Dataset entries:
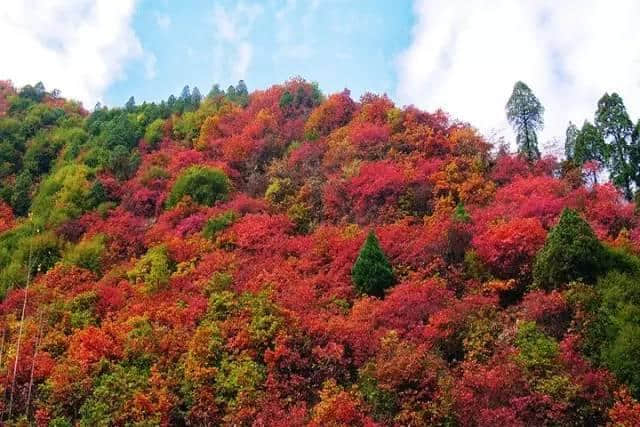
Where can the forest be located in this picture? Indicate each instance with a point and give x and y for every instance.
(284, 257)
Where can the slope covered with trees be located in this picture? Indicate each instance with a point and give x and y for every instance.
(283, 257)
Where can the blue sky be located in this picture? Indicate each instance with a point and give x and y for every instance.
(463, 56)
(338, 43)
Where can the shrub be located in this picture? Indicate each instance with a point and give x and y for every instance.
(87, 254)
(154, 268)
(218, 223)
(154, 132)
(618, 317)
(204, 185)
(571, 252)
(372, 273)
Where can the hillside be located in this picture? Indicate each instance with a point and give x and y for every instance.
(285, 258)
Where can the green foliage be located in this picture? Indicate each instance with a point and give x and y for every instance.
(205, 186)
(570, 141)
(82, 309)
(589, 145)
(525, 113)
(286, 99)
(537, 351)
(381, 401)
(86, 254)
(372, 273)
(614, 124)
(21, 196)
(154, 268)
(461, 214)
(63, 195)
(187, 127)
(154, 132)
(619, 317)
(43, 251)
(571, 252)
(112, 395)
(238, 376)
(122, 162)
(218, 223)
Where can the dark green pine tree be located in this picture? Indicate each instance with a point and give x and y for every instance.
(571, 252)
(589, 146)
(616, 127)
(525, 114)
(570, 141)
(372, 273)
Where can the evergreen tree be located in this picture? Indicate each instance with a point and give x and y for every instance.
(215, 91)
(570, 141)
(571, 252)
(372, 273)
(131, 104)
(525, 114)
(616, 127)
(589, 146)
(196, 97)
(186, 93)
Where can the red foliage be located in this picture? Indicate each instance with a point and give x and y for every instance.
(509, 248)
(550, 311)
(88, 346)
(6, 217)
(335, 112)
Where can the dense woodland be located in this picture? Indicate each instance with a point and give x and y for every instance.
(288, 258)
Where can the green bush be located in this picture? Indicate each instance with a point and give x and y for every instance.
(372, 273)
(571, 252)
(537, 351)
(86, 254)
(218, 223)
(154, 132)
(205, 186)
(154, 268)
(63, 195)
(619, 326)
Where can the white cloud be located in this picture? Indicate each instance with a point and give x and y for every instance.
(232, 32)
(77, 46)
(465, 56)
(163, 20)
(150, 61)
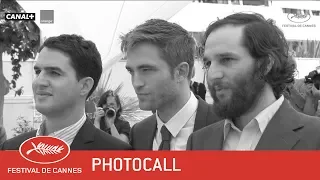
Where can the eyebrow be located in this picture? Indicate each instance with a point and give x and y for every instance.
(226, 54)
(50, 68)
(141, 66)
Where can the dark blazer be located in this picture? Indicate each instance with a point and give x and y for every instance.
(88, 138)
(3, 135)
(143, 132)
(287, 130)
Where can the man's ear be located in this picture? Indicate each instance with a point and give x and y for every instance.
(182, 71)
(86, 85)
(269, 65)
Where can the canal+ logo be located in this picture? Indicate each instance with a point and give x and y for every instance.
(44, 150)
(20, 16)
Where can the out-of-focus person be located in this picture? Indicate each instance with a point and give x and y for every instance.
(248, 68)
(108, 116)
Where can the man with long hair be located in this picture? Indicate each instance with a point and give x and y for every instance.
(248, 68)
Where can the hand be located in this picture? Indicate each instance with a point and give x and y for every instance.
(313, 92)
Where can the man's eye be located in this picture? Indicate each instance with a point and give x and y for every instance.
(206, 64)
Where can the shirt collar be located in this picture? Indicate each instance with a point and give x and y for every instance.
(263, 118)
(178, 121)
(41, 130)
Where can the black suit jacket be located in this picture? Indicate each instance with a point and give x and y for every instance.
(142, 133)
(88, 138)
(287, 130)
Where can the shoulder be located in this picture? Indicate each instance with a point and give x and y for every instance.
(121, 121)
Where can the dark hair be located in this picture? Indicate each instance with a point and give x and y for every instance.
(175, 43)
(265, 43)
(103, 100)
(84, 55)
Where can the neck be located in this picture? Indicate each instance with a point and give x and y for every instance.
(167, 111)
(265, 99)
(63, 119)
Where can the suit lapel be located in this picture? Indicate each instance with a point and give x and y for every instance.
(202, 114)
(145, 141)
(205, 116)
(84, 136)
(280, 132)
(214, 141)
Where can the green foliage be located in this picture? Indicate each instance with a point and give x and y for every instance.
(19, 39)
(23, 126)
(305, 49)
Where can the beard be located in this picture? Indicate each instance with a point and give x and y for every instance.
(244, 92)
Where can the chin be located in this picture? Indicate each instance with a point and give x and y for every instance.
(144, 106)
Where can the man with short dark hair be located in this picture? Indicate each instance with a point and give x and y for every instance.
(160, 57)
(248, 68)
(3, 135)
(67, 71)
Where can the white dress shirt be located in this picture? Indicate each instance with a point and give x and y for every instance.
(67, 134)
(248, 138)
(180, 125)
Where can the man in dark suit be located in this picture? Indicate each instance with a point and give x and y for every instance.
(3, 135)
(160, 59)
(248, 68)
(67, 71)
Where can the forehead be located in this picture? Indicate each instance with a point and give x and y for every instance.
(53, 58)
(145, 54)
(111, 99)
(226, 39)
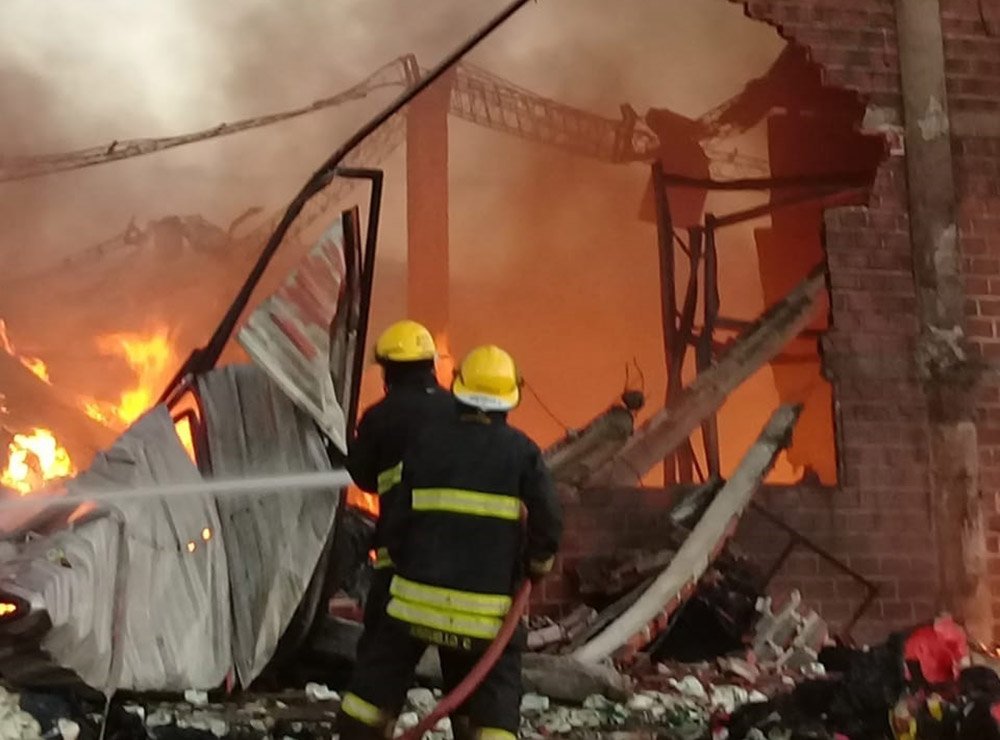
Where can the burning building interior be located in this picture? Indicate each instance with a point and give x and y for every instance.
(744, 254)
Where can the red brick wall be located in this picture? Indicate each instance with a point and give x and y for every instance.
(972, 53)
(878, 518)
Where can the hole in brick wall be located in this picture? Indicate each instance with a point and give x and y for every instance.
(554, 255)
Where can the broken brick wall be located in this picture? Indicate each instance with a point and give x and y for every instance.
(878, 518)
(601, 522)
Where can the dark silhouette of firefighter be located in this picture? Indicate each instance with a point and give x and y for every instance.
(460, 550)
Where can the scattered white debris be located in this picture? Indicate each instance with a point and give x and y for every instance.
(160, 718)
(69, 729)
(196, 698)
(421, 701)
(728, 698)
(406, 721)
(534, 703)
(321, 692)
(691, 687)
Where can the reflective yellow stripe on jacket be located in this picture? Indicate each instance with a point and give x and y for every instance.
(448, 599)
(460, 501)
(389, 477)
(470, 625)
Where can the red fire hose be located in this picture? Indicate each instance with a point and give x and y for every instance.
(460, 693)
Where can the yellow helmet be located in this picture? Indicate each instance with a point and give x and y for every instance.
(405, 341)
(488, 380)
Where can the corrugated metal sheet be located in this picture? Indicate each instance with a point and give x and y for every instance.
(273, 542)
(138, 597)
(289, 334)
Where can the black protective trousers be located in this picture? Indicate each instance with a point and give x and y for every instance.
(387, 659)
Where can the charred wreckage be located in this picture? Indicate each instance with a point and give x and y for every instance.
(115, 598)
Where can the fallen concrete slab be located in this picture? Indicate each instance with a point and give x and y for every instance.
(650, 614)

...

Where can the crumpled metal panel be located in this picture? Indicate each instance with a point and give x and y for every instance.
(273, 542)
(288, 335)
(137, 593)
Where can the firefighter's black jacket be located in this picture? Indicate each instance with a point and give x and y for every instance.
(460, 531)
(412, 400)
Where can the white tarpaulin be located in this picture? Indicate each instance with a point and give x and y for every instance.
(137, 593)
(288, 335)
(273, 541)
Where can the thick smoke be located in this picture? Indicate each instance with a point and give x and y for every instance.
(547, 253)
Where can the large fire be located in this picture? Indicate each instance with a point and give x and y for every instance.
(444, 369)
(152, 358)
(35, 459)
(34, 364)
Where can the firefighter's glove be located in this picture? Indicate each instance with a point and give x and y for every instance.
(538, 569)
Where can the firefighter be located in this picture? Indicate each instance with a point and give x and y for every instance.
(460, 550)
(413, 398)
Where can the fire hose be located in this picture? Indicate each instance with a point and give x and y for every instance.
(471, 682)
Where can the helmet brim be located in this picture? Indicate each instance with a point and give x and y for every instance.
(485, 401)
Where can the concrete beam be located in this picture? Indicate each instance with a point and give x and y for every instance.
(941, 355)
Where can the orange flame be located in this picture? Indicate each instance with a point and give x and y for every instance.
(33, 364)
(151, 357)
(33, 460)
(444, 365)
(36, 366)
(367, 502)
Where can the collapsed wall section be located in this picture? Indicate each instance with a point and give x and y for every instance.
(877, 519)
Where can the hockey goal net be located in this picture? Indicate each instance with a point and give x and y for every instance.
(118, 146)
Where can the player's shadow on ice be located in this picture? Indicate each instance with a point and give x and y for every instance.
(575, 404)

--

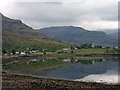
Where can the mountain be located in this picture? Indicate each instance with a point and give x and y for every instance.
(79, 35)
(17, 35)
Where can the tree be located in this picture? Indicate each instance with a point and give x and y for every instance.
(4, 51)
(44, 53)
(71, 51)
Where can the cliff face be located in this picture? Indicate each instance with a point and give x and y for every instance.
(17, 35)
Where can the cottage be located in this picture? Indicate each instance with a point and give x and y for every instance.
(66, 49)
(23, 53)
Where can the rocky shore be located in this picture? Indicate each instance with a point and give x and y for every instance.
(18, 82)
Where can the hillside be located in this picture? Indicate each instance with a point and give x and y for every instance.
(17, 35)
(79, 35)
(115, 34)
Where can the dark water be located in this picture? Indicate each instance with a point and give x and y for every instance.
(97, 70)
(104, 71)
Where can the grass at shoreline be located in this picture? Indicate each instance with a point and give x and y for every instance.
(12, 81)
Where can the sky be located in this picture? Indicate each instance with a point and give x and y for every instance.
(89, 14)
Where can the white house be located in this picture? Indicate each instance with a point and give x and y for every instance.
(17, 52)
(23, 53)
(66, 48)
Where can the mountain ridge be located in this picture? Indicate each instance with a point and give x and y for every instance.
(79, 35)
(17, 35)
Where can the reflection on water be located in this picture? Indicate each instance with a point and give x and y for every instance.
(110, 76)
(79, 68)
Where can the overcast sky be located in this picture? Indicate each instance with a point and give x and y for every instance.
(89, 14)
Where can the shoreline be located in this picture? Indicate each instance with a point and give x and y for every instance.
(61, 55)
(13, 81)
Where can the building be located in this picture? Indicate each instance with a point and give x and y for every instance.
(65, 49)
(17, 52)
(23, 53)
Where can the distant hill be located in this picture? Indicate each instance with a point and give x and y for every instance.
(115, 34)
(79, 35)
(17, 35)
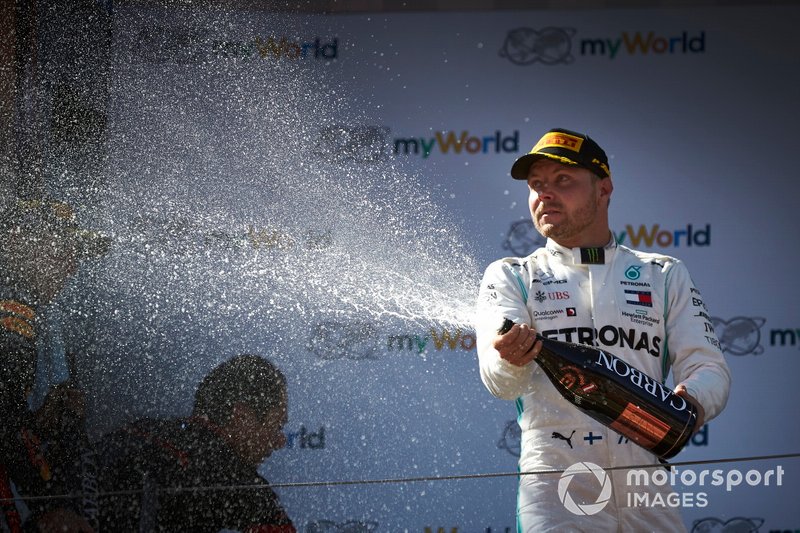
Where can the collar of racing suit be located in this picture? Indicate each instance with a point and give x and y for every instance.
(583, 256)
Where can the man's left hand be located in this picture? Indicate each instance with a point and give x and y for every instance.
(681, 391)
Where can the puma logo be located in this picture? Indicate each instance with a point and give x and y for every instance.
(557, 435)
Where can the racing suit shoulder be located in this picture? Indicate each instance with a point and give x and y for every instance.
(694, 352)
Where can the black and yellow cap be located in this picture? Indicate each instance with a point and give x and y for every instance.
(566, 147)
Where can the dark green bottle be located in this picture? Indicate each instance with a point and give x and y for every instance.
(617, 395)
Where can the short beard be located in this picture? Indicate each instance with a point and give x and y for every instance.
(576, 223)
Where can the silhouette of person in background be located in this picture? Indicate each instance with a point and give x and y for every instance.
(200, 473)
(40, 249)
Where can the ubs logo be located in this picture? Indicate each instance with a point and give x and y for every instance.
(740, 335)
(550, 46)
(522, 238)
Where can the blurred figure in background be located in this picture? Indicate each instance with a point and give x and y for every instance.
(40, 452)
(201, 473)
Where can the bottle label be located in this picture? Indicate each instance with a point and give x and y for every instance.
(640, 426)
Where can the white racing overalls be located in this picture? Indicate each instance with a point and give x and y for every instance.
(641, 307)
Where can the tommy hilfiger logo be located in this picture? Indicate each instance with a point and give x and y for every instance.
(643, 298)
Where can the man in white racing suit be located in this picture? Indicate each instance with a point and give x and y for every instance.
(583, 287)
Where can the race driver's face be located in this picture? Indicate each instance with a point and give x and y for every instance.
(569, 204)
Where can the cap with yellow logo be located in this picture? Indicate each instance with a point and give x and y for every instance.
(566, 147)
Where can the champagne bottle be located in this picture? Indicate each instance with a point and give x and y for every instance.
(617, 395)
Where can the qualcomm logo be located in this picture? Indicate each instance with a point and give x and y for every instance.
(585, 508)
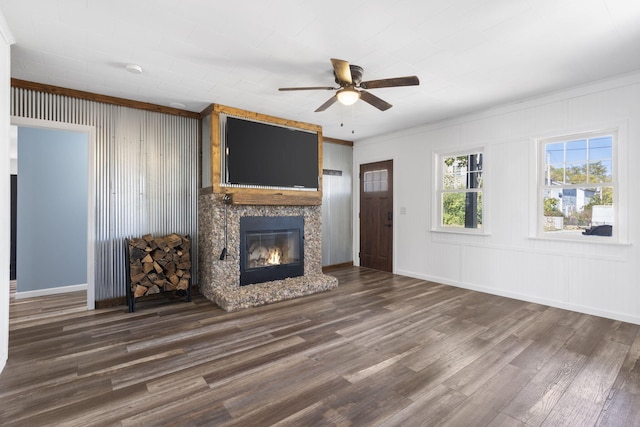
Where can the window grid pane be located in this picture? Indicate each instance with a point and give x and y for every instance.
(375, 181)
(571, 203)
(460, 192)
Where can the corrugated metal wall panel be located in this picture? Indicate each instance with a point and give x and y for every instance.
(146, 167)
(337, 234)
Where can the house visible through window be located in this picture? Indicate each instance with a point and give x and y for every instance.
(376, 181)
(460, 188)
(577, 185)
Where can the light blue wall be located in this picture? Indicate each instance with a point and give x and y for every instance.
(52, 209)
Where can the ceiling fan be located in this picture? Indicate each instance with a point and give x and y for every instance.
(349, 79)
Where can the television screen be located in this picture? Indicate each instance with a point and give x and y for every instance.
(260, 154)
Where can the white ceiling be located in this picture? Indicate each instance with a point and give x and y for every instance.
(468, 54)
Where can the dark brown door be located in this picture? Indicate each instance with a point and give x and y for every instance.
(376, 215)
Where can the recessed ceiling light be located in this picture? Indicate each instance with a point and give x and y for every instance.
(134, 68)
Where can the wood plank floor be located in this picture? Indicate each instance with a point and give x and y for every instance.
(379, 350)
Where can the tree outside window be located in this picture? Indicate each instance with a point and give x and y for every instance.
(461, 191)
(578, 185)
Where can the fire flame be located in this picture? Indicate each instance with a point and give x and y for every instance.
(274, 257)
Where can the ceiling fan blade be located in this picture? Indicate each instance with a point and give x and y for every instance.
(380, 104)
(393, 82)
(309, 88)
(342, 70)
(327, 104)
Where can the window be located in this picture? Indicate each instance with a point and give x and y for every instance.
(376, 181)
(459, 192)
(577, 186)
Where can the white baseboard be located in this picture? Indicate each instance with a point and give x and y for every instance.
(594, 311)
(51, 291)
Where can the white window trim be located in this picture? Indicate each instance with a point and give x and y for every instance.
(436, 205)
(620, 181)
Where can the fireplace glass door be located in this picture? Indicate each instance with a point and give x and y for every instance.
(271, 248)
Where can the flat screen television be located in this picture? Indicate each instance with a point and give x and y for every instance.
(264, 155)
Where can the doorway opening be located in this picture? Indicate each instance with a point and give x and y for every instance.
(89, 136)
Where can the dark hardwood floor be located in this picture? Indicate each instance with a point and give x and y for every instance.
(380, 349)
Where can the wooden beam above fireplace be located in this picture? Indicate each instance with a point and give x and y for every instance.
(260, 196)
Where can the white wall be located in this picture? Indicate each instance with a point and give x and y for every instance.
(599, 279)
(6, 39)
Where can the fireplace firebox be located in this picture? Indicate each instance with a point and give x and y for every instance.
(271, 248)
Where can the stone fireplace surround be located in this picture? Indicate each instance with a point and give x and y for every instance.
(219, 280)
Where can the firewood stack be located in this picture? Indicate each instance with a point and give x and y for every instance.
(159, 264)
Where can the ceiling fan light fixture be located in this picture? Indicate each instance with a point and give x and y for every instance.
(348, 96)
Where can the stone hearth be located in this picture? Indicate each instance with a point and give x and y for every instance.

## TASK
When the line with "Where can the firewood" is reached in the data above, begin copying, and stop after the line with "Where can the stone hearth"; copy each line exactly, both ends included.

## RESULT OF THE EXERCISE
Where can the firewood stack be located in this picture? Indicate each instance with a point and give x and y for every instance.
(159, 264)
Where can the ceiling fan light fixture be located in this picture? Indicate each instance with a point and give x and y for every instance.
(348, 96)
Where can the stone hearth be located in this picture? Indicate each instance with a point and give x and y for every instance.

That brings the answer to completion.